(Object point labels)
──────

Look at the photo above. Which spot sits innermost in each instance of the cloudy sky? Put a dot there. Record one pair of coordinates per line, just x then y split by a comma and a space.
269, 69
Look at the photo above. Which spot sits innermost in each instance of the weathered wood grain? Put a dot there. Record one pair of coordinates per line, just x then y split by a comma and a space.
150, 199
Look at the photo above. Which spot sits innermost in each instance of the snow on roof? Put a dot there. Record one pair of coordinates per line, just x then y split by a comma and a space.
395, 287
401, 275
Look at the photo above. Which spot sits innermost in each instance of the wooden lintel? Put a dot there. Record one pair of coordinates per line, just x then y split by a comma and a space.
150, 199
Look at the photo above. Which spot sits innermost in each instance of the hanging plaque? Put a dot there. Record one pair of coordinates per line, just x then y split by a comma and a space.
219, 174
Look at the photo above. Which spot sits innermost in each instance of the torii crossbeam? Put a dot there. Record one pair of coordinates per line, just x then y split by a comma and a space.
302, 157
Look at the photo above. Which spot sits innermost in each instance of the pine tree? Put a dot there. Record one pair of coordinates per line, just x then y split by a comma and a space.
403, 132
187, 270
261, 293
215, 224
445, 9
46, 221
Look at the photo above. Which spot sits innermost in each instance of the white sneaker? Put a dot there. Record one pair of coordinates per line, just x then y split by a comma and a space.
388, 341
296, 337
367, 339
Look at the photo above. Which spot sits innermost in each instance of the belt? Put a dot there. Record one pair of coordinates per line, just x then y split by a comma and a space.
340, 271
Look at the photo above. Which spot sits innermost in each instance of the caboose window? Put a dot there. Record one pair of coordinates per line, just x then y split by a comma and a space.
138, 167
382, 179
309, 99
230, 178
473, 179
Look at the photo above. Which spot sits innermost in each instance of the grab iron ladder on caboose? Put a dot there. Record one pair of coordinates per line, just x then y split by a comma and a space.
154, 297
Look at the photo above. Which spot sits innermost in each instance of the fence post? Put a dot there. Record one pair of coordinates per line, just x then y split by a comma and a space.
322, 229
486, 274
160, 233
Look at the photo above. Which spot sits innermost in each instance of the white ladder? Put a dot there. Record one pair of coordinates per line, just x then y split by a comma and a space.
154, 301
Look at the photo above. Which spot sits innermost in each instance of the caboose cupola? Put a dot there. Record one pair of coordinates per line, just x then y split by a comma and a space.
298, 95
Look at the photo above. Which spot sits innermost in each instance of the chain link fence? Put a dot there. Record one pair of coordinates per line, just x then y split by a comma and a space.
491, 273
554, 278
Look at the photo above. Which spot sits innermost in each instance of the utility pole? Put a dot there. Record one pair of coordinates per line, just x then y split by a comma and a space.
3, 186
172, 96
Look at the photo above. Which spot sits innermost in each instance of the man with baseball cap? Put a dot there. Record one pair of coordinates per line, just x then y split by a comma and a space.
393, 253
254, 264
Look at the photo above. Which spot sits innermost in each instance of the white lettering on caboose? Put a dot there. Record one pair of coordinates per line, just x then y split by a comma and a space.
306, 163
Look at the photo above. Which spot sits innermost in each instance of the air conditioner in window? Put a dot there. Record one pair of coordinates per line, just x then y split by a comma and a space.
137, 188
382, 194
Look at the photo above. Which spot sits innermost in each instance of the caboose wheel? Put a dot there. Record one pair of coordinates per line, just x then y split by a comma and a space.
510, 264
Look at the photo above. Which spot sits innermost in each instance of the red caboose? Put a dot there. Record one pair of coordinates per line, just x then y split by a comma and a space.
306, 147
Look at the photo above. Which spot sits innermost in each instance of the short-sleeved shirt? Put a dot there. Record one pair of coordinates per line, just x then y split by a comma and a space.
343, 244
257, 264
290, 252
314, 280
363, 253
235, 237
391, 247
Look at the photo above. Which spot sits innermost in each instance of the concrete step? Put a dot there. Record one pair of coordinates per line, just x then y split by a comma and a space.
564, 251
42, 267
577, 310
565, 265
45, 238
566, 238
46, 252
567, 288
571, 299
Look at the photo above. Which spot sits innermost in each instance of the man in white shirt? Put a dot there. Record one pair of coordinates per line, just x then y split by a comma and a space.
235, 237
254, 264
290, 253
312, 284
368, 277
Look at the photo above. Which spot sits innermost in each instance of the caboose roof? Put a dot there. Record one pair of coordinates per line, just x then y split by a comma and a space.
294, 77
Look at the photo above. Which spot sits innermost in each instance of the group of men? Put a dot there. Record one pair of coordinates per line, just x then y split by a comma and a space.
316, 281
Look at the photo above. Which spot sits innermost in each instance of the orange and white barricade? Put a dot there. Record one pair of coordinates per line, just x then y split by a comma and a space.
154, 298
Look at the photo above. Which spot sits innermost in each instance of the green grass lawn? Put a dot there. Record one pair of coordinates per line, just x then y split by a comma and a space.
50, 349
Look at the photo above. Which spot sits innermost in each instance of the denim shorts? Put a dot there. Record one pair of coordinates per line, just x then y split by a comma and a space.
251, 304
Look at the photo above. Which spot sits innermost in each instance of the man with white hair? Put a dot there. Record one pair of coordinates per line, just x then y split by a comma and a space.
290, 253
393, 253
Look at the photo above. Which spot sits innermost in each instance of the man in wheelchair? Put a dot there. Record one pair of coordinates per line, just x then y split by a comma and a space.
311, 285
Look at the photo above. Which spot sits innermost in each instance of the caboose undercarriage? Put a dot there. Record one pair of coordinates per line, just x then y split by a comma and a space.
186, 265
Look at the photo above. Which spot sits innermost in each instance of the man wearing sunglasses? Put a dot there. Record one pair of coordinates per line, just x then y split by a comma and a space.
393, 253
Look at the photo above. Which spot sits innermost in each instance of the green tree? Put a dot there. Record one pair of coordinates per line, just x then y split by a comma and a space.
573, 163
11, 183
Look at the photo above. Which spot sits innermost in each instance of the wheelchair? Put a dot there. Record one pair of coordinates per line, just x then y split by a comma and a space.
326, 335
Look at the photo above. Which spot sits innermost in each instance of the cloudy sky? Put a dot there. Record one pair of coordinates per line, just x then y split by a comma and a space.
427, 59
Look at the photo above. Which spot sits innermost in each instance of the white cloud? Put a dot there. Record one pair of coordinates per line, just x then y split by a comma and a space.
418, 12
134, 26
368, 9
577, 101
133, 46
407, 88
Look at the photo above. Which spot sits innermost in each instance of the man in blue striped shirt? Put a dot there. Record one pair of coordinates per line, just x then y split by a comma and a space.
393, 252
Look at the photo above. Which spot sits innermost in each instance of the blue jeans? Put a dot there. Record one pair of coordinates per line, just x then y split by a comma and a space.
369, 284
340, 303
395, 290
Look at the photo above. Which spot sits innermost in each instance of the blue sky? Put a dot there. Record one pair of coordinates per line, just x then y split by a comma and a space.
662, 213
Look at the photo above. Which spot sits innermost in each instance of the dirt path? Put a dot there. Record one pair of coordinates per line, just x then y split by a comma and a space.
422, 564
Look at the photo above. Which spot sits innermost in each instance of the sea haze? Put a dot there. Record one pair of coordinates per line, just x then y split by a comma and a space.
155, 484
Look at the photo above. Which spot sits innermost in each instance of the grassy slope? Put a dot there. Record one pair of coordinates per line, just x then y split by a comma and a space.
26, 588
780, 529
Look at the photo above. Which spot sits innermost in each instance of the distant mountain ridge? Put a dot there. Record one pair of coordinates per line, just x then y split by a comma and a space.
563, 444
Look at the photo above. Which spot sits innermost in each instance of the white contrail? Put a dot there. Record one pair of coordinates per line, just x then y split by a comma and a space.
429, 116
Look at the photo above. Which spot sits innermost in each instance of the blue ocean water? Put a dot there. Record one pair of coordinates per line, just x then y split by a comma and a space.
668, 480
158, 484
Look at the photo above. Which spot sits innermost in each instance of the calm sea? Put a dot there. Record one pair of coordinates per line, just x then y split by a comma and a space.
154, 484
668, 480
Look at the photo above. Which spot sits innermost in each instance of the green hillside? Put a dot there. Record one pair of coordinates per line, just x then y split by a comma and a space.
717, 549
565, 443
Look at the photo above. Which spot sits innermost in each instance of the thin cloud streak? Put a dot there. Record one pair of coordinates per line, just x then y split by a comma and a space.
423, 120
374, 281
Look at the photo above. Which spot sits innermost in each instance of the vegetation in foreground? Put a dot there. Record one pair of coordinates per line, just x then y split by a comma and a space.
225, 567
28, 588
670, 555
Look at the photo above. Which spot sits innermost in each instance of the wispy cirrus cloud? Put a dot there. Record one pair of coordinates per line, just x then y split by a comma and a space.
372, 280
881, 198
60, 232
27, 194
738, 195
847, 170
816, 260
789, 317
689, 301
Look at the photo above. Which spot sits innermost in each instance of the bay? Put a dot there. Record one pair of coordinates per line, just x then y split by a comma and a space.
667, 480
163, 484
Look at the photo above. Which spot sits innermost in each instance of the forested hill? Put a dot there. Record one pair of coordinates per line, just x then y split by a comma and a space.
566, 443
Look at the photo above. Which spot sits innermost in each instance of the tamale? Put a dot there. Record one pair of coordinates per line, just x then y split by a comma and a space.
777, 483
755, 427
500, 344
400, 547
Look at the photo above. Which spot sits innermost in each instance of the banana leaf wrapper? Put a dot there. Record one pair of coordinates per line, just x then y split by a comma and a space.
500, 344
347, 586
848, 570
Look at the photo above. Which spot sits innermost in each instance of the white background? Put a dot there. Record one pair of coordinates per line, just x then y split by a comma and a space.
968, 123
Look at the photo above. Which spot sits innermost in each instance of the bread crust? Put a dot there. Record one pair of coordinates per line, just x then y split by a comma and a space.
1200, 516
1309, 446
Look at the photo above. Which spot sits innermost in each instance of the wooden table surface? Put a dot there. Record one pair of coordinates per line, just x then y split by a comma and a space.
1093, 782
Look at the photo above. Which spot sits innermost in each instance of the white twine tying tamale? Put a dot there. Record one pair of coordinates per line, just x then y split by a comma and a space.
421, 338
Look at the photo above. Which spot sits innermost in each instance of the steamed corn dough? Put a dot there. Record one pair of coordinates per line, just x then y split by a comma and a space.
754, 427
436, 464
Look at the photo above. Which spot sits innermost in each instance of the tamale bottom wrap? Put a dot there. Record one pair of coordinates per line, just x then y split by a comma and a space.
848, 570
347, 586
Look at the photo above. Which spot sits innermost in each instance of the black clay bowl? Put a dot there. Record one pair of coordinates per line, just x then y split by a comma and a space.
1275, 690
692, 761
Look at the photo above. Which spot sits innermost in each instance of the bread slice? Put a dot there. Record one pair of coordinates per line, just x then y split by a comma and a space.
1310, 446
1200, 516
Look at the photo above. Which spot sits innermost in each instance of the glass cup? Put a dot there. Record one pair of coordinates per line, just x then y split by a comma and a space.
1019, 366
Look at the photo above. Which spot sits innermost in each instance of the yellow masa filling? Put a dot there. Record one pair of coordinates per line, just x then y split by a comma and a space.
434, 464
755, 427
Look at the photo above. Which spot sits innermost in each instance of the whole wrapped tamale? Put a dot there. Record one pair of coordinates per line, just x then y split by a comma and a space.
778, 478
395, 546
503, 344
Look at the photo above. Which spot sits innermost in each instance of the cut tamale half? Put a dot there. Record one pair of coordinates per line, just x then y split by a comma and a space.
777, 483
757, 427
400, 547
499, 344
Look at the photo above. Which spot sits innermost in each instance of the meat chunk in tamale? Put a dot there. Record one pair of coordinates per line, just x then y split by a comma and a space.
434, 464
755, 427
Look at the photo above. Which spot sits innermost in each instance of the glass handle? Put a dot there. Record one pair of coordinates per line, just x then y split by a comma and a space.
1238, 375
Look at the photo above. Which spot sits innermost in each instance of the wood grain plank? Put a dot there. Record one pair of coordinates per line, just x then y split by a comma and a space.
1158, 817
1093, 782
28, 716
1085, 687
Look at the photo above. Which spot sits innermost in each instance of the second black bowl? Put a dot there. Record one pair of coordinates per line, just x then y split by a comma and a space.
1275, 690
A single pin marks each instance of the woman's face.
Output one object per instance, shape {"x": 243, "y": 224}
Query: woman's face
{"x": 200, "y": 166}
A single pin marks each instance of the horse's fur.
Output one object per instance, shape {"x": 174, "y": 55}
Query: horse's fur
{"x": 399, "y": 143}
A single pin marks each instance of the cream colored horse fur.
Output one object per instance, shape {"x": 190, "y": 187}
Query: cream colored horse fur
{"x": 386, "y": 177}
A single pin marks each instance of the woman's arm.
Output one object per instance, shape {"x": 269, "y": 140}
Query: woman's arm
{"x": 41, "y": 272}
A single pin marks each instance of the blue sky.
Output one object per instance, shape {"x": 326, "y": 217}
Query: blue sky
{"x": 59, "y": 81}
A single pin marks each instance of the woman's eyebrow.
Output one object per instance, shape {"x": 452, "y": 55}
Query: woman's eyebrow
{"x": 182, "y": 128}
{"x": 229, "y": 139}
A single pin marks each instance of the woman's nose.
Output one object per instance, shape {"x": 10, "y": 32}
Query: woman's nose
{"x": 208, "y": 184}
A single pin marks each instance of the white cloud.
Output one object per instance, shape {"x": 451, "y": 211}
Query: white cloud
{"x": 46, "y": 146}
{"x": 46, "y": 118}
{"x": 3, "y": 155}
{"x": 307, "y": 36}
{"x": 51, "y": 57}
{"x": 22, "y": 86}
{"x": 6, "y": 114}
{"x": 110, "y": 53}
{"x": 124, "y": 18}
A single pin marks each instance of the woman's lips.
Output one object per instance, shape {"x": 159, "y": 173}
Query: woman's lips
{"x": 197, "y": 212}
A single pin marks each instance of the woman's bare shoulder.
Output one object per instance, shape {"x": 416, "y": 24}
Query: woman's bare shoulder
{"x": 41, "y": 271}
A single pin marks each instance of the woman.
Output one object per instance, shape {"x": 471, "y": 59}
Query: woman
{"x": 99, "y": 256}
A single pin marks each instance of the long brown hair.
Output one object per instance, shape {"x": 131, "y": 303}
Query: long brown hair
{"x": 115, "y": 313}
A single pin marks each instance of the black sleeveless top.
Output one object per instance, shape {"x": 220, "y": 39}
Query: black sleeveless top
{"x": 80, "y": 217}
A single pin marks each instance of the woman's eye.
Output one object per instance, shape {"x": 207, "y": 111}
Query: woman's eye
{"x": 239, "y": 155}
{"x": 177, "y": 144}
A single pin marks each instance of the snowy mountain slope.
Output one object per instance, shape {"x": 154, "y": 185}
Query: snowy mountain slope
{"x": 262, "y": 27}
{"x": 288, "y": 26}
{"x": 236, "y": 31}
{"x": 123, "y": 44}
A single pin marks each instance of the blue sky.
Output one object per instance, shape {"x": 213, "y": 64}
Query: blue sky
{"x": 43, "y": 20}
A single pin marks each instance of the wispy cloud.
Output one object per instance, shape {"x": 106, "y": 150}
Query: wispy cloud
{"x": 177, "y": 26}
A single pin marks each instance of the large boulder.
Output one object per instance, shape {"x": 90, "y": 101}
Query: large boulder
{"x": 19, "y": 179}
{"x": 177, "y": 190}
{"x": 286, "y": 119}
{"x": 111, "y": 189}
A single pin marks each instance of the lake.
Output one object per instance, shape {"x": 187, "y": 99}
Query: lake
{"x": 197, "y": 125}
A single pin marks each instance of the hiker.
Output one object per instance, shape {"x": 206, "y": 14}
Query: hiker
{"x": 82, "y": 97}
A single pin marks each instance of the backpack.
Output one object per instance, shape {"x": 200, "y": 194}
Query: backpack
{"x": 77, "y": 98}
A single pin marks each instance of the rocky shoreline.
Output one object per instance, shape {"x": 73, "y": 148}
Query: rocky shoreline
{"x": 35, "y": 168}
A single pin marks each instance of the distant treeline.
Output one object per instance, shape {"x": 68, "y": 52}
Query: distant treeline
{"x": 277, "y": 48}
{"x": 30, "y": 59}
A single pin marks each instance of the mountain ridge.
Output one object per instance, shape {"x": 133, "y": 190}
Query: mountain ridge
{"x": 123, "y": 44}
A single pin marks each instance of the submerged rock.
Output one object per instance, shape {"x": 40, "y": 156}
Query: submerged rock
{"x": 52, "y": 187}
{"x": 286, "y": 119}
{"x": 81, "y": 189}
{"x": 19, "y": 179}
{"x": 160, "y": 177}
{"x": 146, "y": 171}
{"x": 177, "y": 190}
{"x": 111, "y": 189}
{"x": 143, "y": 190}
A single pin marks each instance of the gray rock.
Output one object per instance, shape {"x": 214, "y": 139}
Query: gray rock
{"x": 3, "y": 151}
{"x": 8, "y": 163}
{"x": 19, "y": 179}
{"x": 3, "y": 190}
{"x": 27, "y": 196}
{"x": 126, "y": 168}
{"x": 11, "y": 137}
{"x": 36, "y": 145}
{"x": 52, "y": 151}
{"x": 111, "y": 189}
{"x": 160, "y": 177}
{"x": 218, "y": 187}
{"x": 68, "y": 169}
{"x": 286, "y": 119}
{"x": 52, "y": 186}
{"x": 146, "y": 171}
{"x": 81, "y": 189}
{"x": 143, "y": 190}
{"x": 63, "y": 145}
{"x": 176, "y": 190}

──────

- [WHAT YOU ARE ASKED TO DO]: Begin with the line that contains "A single pin marks each instance of the gray" and end with the last line of the records; set down every line in that span exactly, and nothing else.

- [ANSWER FOR THIS EXERCISE]:
A single pin marks each instance of the gray rock.
Output one object per instance, shape {"x": 214, "y": 139}
Query: gray rock
{"x": 3, "y": 151}
{"x": 8, "y": 163}
{"x": 19, "y": 179}
{"x": 3, "y": 190}
{"x": 27, "y": 196}
{"x": 126, "y": 168}
{"x": 11, "y": 137}
{"x": 36, "y": 145}
{"x": 52, "y": 151}
{"x": 111, "y": 189}
{"x": 160, "y": 177}
{"x": 218, "y": 187}
{"x": 68, "y": 169}
{"x": 286, "y": 119}
{"x": 52, "y": 186}
{"x": 146, "y": 171}
{"x": 81, "y": 189}
{"x": 143, "y": 190}
{"x": 63, "y": 145}
{"x": 176, "y": 190}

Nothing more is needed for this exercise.